■ **Exercise requirements**: Find each line in the entries below that contains the word "pond", and copy those lines out.

■ **The records**:
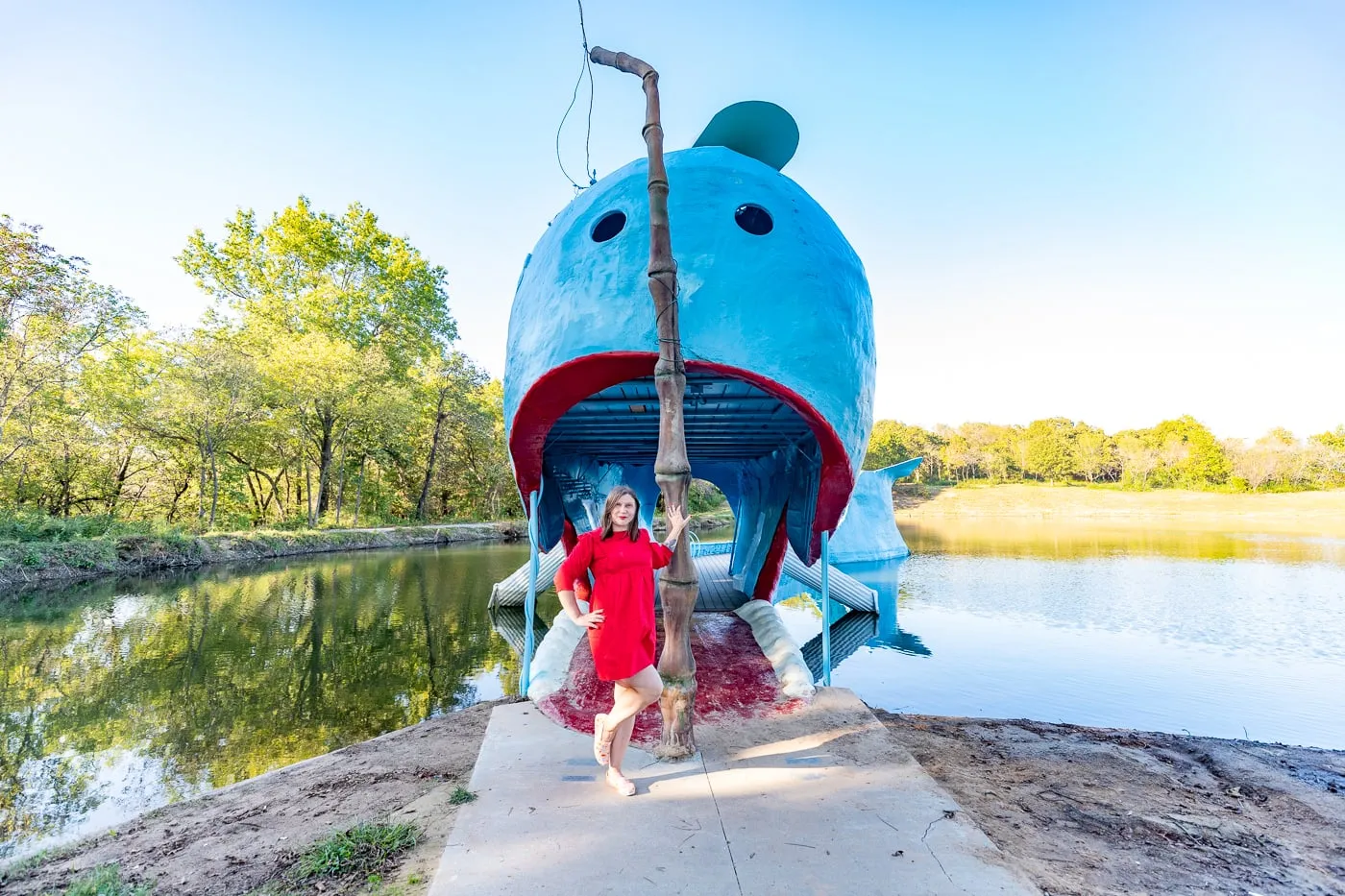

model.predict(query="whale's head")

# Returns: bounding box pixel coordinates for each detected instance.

--

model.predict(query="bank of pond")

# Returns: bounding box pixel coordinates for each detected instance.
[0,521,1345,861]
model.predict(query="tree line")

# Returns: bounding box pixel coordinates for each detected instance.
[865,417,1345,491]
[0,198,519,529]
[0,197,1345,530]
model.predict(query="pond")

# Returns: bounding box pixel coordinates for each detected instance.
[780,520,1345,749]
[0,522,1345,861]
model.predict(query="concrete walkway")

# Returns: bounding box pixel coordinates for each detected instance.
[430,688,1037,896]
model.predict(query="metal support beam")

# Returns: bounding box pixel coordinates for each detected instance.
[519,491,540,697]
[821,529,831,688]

■ **Full answer**:
model.predict(query="bank of pond")
model.predict(query="pond")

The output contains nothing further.